WHAT THE EXERCISE ASKS: Please extract the full abstract on stormwater recycling through aquifer storage below, reproducing every line of it word for word.

EXERCISE PASSAGE:
Page, D.W., Vanderzalm, J.L., Barry, K.E., Torkzaban, S., Gonzalez, D., Dillon, P.J.
Ecological engineering 2015 v.84 pp. 427-434
Escherichia coli, aquifers, bacteria, brackish water, limestone, monitoring, prediction, salinity, stormwater, turbidity, water quality, water reuse, South Australia
Aquifer Storage and Recovery (ASR) has been used for decades as a technique to store harvested urban stormwater in aquifers for subsequent reuse. However, stormwater recycling via ASR may also provide a means of improving the quality of the recharged water through passage and storage in the aquifer, thereby allowing improved prediction and management of recovered water quality. In this study, water quality data were evaluated from four stormwater ASR sites operating for up to 14 years in Salisbury, South Australia. Stormwater was injected and stored in a confined carbonate aquifer that initially contained brackish water. Long term operational monitoring of stormwater recycling via ASR was used to quantify the changes in salinity, turbidity and Escherichia coli concentrations. At all sites, E. coli concentrations in recovered water was 2–3log10 (90 to 99%) less than injected water. Positive detections of E. coli were found >98% injected water samples in comparison with ∼20% of recovered water samples from all four sites. Turbidity reduction was >50% for three of the ASR sites. Reductions could not be explained through dilution alone and are the result of bacteria retention and inactivation in the aquifer. The magnitude of E. coli removal, and to a lesser degree turbidity reduction, highlights the potential for integration with engineered treatments.

RAW DATA:
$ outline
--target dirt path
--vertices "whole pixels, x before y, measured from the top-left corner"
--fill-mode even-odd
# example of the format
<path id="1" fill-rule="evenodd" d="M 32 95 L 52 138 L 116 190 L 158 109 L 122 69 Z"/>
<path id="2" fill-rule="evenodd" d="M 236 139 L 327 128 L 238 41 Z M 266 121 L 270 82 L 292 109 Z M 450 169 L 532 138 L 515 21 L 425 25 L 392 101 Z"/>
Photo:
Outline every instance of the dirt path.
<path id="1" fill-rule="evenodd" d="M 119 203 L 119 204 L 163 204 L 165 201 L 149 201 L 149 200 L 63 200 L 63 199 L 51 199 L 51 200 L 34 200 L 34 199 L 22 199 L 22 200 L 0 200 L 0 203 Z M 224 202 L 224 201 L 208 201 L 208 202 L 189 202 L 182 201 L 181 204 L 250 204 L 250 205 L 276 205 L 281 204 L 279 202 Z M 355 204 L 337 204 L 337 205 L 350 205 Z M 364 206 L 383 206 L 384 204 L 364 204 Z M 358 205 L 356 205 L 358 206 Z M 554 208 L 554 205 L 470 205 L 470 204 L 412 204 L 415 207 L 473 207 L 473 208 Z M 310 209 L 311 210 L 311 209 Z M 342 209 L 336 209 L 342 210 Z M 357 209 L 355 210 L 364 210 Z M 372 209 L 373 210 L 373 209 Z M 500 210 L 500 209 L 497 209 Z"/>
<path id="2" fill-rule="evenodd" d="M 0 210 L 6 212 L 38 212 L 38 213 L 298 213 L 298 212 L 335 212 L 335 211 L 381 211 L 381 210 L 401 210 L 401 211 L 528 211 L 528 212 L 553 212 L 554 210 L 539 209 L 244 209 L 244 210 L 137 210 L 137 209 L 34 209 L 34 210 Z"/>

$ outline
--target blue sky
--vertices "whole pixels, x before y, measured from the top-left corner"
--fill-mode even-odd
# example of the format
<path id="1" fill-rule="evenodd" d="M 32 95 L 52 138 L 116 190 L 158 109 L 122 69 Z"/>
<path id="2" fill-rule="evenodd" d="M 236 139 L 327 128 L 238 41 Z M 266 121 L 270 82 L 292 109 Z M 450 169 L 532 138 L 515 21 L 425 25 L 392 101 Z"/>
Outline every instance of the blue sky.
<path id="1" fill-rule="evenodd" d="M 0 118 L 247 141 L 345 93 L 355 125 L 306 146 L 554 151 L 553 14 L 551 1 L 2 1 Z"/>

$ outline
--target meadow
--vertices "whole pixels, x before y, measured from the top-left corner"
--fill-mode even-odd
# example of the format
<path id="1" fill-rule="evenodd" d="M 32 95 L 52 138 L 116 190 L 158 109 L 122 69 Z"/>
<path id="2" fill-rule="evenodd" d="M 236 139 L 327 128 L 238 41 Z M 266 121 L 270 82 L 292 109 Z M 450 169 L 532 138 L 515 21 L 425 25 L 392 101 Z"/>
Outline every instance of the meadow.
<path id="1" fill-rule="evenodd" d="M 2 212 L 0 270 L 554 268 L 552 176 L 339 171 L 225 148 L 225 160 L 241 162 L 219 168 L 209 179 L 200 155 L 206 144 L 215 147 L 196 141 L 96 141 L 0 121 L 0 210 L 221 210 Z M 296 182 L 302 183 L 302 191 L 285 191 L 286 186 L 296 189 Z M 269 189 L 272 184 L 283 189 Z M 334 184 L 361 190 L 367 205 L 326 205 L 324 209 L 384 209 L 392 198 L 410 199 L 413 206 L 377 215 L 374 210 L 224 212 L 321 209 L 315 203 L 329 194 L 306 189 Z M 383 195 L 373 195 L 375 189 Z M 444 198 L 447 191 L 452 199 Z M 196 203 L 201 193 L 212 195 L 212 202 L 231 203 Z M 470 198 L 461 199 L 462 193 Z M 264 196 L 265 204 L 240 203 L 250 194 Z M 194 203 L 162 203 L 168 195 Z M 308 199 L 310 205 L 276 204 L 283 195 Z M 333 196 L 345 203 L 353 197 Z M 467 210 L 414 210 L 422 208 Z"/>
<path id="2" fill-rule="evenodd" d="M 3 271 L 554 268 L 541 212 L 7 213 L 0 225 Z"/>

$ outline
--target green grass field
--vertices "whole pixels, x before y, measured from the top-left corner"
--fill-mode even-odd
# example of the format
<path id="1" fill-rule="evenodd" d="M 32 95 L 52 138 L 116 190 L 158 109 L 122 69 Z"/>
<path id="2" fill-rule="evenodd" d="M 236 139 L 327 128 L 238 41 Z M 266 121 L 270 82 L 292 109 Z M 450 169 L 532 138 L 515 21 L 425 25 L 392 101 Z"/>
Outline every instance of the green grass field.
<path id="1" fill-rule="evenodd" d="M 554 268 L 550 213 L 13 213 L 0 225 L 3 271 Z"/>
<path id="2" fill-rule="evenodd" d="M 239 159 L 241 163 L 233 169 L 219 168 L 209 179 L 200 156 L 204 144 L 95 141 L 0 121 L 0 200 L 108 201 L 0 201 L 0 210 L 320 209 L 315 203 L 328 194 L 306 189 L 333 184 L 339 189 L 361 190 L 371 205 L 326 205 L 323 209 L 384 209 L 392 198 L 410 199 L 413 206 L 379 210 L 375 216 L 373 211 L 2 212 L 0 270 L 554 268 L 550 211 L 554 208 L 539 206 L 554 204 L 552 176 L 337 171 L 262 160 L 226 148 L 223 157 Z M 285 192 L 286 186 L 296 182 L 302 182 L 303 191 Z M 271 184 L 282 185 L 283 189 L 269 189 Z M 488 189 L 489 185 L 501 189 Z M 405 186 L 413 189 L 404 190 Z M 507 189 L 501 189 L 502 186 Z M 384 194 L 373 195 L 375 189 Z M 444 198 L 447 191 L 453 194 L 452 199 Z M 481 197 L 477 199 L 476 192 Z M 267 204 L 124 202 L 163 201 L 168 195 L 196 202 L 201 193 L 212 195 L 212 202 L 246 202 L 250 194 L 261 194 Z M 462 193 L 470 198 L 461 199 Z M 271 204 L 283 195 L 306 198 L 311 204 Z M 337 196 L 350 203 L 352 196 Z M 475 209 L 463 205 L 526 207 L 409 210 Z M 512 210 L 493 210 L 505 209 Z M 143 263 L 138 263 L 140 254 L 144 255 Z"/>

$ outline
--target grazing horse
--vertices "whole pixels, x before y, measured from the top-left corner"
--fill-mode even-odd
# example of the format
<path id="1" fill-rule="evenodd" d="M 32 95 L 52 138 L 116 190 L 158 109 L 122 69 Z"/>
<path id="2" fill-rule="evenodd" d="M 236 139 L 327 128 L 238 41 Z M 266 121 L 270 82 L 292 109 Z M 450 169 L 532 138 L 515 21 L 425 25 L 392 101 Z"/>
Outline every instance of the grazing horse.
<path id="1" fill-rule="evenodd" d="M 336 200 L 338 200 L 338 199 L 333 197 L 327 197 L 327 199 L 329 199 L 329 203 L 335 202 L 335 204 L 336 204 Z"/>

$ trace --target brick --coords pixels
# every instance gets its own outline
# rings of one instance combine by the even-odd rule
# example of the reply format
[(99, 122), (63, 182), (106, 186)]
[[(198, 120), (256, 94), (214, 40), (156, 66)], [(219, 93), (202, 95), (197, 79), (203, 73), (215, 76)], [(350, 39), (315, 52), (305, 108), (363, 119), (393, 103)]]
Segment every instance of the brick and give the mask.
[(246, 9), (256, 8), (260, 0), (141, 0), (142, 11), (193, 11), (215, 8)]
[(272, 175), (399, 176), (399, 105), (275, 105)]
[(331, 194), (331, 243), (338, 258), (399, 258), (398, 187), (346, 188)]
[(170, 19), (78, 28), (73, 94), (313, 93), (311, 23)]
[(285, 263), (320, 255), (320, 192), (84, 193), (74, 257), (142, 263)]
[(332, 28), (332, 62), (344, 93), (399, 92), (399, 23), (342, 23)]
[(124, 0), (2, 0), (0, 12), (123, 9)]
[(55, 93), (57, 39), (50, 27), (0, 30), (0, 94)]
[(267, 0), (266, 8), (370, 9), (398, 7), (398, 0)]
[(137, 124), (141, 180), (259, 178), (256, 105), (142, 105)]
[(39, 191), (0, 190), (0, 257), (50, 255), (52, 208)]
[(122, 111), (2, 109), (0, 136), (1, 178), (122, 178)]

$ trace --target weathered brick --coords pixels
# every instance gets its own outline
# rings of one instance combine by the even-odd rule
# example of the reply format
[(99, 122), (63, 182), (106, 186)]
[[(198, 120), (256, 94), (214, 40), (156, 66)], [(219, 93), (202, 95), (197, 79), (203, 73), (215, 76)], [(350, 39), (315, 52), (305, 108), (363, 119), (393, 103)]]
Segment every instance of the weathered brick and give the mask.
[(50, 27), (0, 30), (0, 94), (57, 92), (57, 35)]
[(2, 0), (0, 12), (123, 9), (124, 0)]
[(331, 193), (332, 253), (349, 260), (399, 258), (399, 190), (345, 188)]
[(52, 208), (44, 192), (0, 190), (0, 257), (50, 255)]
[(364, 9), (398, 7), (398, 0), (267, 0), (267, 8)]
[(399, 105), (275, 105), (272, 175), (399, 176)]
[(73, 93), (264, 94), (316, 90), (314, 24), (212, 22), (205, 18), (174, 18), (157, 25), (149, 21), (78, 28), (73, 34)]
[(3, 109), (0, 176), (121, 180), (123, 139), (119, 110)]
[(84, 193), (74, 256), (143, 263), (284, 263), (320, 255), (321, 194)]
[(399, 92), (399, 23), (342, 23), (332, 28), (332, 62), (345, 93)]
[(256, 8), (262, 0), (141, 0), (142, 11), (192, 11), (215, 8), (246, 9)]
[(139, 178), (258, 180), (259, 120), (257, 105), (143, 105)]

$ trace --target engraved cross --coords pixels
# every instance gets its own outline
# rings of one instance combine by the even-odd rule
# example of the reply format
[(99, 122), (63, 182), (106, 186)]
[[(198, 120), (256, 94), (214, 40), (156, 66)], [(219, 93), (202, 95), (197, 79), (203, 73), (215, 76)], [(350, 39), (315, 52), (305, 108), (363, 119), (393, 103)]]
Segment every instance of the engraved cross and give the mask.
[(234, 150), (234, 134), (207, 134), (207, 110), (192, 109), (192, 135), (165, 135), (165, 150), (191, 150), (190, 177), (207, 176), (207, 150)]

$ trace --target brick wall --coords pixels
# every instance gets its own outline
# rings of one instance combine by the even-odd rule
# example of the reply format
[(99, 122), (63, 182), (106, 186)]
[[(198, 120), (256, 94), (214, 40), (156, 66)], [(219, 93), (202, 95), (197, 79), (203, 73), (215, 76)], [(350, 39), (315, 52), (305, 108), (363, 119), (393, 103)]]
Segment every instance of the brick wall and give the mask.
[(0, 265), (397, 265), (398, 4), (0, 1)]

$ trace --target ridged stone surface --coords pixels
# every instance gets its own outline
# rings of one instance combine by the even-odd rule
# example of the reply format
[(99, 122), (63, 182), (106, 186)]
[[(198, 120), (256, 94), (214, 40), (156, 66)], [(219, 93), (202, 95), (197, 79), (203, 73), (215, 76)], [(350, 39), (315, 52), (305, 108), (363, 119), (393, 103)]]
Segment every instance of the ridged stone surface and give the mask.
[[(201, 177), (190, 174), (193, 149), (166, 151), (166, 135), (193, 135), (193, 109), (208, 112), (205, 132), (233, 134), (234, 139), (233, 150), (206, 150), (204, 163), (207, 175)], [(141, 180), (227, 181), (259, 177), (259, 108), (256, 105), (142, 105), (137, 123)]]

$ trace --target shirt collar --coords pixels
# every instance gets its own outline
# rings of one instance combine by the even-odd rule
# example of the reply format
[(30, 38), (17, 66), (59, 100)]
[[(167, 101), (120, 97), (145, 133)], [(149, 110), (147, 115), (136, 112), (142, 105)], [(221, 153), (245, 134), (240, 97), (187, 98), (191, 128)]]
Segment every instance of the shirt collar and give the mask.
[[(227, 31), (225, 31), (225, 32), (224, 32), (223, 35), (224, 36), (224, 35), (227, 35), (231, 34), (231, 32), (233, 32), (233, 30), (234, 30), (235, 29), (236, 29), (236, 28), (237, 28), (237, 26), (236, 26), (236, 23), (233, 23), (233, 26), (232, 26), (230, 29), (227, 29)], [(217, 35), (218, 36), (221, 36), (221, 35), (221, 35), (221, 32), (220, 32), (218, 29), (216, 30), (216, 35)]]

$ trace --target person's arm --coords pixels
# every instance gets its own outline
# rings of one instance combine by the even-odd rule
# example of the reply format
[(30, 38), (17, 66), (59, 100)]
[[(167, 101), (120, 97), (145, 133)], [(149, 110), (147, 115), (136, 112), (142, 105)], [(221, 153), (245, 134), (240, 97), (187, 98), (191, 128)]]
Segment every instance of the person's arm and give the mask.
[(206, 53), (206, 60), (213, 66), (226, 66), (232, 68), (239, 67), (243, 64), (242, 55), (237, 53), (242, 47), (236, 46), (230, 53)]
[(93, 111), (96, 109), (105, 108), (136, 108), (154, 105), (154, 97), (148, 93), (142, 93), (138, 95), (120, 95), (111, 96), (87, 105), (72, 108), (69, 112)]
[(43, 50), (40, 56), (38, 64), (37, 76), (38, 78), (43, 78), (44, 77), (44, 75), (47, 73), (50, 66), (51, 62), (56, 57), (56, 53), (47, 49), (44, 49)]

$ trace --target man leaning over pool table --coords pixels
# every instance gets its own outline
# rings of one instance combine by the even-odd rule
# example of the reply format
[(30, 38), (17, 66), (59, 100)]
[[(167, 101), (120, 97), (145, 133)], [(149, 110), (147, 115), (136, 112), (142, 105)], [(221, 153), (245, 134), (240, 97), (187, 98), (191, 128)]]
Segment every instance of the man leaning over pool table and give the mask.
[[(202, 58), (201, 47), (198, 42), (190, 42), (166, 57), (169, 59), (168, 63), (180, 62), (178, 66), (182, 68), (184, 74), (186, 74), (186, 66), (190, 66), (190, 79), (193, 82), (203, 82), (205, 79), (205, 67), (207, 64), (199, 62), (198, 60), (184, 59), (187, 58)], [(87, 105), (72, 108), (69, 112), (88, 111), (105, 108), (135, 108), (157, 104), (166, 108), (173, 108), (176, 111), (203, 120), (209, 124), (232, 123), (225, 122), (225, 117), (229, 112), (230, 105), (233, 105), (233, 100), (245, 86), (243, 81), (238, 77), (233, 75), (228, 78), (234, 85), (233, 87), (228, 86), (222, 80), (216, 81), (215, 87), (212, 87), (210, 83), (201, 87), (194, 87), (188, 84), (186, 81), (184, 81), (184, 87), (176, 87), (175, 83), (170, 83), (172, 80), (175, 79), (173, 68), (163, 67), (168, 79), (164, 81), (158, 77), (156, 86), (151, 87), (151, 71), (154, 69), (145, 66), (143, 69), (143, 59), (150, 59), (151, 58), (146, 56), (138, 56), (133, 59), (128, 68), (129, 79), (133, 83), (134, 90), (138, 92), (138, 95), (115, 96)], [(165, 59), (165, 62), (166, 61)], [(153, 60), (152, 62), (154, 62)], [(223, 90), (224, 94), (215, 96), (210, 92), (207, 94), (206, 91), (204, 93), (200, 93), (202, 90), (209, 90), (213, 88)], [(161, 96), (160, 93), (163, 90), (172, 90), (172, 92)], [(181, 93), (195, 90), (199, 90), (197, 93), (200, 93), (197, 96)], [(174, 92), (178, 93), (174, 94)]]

RESPONSE FOR THIS EXERCISE:
Page, D.W., Vanderzalm, J.L., Barry, K.E., Torkzaban, S., Gonzalez, D., Dillon, P.J.
Ecological engineering 2015 v.84 pp. 427-434
Escherichia coli, aquifers, bacteria, brackish water, limestone, monitoring, prediction, salinity, stormwater, turbidity, water quality, water reuse, South Australia
Aquifer Storage and Recovery (ASR) has been used for decades as a technique to store harvested urban stormwater in aquifers for subsequent reuse. However, stormwater recycling via ASR may also provide a means of improving the quality of the recharged water through passage and storage in the aquifer, thereby allowing improved prediction and management of recovered water quality. In this study, water quality data were evaluated from four stormwater ASR sites operating for up to 14 years in Salisbury, South Australia. Stormwater was injected and stored in a confined carbonate aquifer that initially contained brackish water. Long term operational monitoring of stormwater recycling via ASR was used to quantify the changes in salinity, turbidity and Escherichia coli concentrations. At all sites, E. coli concentrations in recovered water was 2–3log10 (90 to 99%) less than injected water. Positive detections of E. coli were found >98% injected water samples in comparison with ∼20% of recovered water samples from all four sites. Turbidity reduction was >50% for three of the ASR sites. Reductions could not be explained through dilution alone and are the result of bacteria retention and inactivation in the aquifer. The magnitude of E. coli removal, and to a lesser degree turbidity reduction, highlights the potential for integration with engineered treatments.